§ **WHAT IS NEEDED**
Please count the lines in the data below that contain the string "image". Reply with that number only.

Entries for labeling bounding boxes
===============

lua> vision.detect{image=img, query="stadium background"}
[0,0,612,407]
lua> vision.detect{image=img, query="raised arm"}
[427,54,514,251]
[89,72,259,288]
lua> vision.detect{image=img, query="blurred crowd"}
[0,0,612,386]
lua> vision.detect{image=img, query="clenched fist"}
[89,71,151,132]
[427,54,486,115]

===============

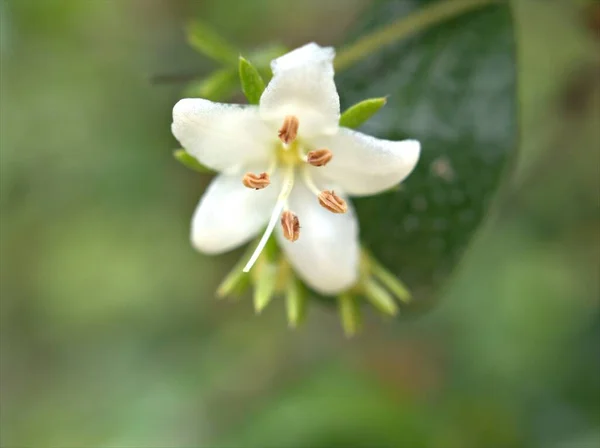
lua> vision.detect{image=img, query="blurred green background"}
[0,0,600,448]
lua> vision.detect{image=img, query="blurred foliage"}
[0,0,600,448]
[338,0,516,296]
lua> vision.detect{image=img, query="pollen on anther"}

===============

§ **OUTPUT FOR THIS EXERCISE**
7